- **What to work on**: All lines from the one containing "Set-play tagging: locate each instance of the necktie" through the final line of the listing below are to be retyped exactly; nothing else goes in the result.

- **Data for the task**:
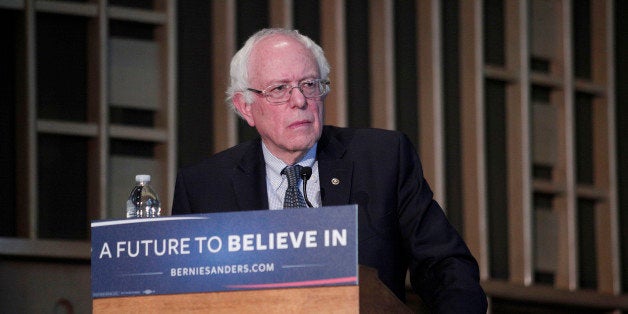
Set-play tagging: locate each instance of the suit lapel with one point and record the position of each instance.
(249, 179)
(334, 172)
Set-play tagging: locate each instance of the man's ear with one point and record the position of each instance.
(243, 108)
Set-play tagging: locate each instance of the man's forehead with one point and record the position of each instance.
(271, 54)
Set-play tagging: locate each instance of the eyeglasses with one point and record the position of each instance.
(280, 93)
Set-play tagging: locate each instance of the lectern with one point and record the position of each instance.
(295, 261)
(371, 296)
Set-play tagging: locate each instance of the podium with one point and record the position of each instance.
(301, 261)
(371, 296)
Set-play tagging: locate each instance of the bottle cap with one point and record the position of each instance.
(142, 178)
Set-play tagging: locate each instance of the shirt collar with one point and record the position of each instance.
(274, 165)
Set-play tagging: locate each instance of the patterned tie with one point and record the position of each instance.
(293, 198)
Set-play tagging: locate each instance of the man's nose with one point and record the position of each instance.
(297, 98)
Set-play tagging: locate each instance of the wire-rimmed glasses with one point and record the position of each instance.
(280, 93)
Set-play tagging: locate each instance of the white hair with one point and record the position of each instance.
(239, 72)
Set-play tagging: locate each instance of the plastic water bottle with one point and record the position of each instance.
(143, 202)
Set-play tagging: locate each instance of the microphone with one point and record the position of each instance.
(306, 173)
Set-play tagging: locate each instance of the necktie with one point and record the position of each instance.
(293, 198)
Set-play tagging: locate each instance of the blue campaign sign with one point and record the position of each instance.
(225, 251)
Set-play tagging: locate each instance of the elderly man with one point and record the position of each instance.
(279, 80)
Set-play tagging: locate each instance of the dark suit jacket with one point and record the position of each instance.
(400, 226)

- **Written solution**:
Set-play tagging: locate each instance of the necktie with one point and record the position of each instance.
(293, 198)
Set-play tagging: locate each instance of the blue campaign sign with one point and record the position of each instance.
(225, 251)
Set-play tagging: locate each instance of the elderly man with one point and record the position of each instance.
(279, 80)
Set-play tagging: locate each instance of the dark suit jacket with one point and record the position of each instance.
(400, 226)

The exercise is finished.